Saturday, February 11, 2012

OH, THE JOY!

Me: financially speaking, I’m not as wealthy as I was yesterday.
Myself: How do you feel about that?
Me: Sounds like something a counsellor would ask. But if you really want to know, I feel happy, joyful, delighted, smug, proud, satisfied and generally pleased as punch.
Myself: Let’s have a little summary here. Your personal wealth has decreased and your positive feelings are in overdrive. What part of this do I not understand?
Me: Well, let’s start with the facts, shall we? One of my students mentioned a book several times.
Myself: And?
Me” She was using that book to help her clients because it suited her better than other, more favous books that had been recommended.
Myself: And?
Me: I thought I ought to know about that book, and the best way to know about it would be to read it.
Myself: And?
Me: Well, as you ought to know, a blind person doesn’t simply decide to read a book. Most books are in print, and some technology and a lot of luck tends to be required.
Myself: So?
Me: So I searched on line for the book in the CNIB Library.
Myself: And you found it?
Me: No. I hadn’t really expected to find it there. It’s a kind of workbook, not the sort of thing the CNIB Library is apt to have. So I searched on line in the Edmonton Public Library.
Myself: and you found it?
Me: Yes, I found it, but only in paperback, and all the copies were out.
Myself: So you put it on hold?
Me: No. I searched on line for an audio copy of the book.
Myself: And you found it easily?
Me: Well, perhaps not easily. The first page showed me ten links to the book. All of them in print.
Myself: It must have been in the next ten.
Me: No. But it did appear as link #26. It was on a website called Read How You Want. Not only was it there in audio, but it was available either in braille, or in DAISY format, a direct conversion from e-text. You know how I’ve been complaining lately about e-text? Every e-text book could very easily be converted for direct use by blind readers if only the publishers and authors would say that it should be so. So far, the authors and publishers have not been very helpful in this regard. But this book is available. Once I found it, I had it. And now I am $13.00 poorer. OH, THE JOY!!!!!

Your tasks.
A) Translate this sentence from the blog post about finding an accessible book into Spanish: "I thought I ought to know about that book, and the best way to know about it would be to read it."
B) For each of the following statements, indicate whether it agrees with the blog post about finding an accessible book. Answer yes or no and quote the deciding words. (i) The book was found in the CNIB Library. (ii) The Edmonton Public Library held the book only in paperback, and all copies were out. (iii) Obtaining the book cost $30.00.

Records.

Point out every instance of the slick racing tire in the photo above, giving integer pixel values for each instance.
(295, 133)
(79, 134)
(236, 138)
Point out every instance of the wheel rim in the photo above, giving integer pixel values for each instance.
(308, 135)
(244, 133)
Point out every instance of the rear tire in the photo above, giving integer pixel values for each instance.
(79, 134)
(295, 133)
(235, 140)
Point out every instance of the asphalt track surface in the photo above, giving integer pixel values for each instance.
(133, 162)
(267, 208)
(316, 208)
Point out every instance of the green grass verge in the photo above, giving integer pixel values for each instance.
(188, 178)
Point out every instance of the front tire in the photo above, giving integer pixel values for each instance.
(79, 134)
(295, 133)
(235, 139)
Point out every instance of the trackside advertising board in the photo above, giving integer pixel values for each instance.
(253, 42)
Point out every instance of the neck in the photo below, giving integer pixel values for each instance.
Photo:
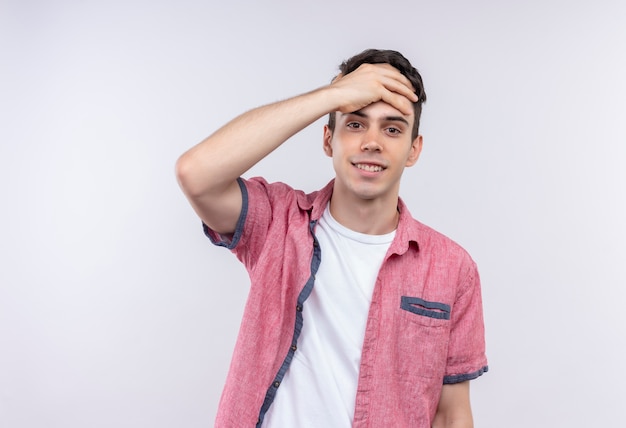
(373, 217)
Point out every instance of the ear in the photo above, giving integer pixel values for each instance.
(416, 149)
(328, 137)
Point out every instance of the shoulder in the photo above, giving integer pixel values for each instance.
(280, 194)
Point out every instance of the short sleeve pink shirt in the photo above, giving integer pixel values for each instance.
(425, 322)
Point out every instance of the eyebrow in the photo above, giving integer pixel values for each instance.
(386, 118)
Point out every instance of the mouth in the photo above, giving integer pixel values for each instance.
(369, 167)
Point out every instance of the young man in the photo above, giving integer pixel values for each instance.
(358, 315)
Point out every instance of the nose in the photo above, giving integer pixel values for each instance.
(370, 142)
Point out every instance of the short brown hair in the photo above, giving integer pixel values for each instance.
(396, 60)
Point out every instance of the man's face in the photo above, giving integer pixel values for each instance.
(370, 149)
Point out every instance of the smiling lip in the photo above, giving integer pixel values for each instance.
(369, 167)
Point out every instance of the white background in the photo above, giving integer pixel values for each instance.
(115, 311)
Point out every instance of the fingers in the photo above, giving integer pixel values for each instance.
(375, 82)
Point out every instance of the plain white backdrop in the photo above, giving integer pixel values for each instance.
(115, 311)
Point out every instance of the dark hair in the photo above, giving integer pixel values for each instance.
(397, 60)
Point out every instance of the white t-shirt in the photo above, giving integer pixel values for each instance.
(319, 388)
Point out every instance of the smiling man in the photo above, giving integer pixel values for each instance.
(358, 315)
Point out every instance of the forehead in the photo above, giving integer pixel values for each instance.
(381, 111)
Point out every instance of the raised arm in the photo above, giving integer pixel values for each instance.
(207, 173)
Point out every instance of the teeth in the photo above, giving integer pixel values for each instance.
(369, 168)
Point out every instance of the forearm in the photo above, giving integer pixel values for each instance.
(221, 158)
(454, 410)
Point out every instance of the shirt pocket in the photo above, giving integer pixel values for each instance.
(425, 312)
(424, 328)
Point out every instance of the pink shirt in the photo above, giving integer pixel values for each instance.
(425, 323)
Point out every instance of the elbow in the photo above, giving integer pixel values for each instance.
(187, 176)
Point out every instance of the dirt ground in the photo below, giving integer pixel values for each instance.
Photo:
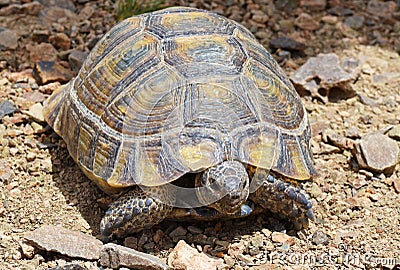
(357, 211)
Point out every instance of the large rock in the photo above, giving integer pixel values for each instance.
(67, 242)
(184, 257)
(116, 256)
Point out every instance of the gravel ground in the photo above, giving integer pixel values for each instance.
(357, 211)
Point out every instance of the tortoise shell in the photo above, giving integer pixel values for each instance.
(177, 91)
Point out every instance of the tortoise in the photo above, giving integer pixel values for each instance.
(185, 92)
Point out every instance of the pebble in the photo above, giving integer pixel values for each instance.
(356, 21)
(315, 5)
(324, 72)
(306, 22)
(67, 242)
(6, 107)
(8, 39)
(116, 256)
(40, 36)
(377, 152)
(279, 237)
(27, 250)
(34, 96)
(393, 133)
(158, 236)
(36, 112)
(382, 9)
(49, 71)
(286, 44)
(340, 11)
(235, 249)
(353, 132)
(71, 266)
(42, 52)
(86, 13)
(319, 237)
(194, 230)
(61, 41)
(185, 257)
(257, 240)
(245, 258)
(179, 231)
(32, 8)
(357, 182)
(30, 156)
(76, 59)
(396, 185)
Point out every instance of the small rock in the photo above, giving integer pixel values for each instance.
(158, 235)
(357, 182)
(131, 242)
(76, 59)
(329, 19)
(315, 5)
(6, 173)
(49, 71)
(179, 231)
(116, 256)
(27, 250)
(30, 156)
(382, 9)
(42, 52)
(67, 242)
(236, 248)
(8, 39)
(34, 96)
(315, 190)
(340, 11)
(40, 36)
(6, 107)
(61, 40)
(266, 232)
(324, 78)
(393, 133)
(396, 185)
(279, 237)
(377, 153)
(32, 8)
(65, 4)
(356, 21)
(184, 257)
(257, 240)
(194, 230)
(36, 112)
(327, 149)
(245, 258)
(229, 260)
(286, 43)
(353, 132)
(72, 266)
(86, 13)
(374, 197)
(319, 237)
(306, 22)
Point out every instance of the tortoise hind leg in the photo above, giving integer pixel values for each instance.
(281, 197)
(138, 209)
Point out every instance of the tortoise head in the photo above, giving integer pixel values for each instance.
(224, 187)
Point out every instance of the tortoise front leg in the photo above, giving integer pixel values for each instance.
(281, 197)
(138, 209)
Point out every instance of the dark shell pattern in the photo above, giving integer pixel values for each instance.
(177, 91)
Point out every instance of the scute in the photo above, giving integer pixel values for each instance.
(177, 91)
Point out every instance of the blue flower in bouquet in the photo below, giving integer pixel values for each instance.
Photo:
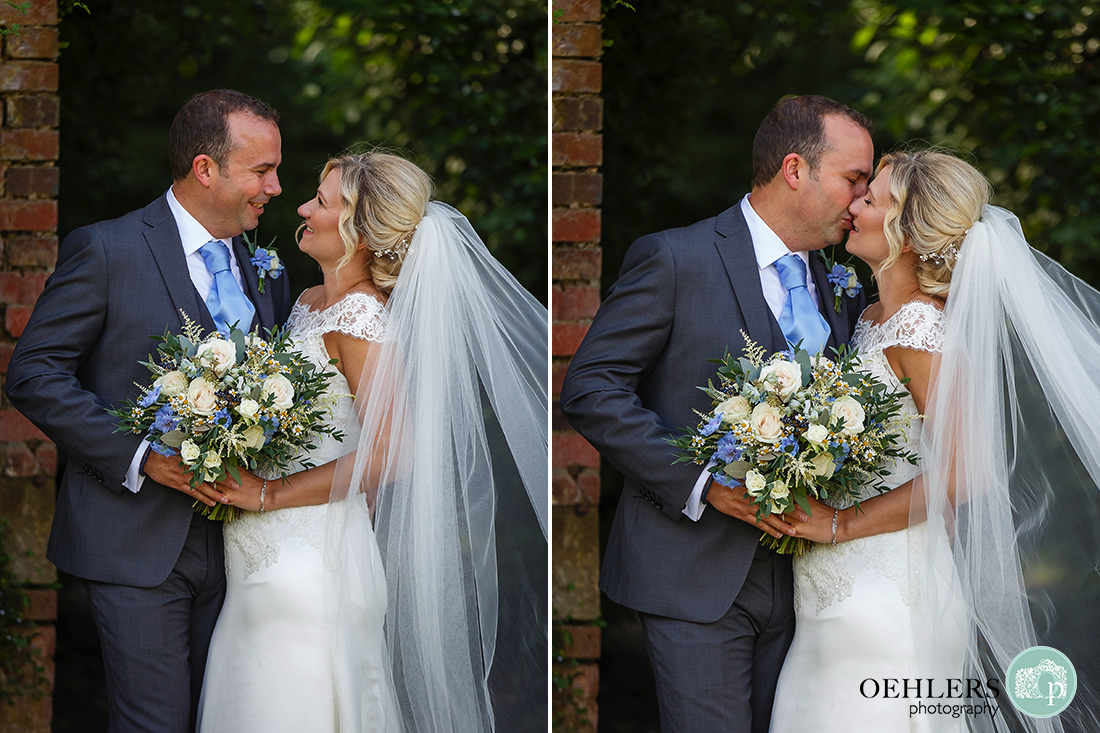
(712, 425)
(165, 419)
(728, 449)
(150, 397)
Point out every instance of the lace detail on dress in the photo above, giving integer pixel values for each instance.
(917, 325)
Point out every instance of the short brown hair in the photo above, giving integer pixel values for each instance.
(201, 128)
(796, 126)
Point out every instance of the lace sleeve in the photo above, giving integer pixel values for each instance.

Solutions to the problems.
A) Pensé que debía conocer ese libro, y la mejor manera de conocerlo sería leerlo.

B)
(i) No: "No. I hadn’t really expected to find it there."
(ii) Yes: "Yes, I found it, but only in paperback, and all the copies were out."
(iii) No: "And now I am $13.00 poorer."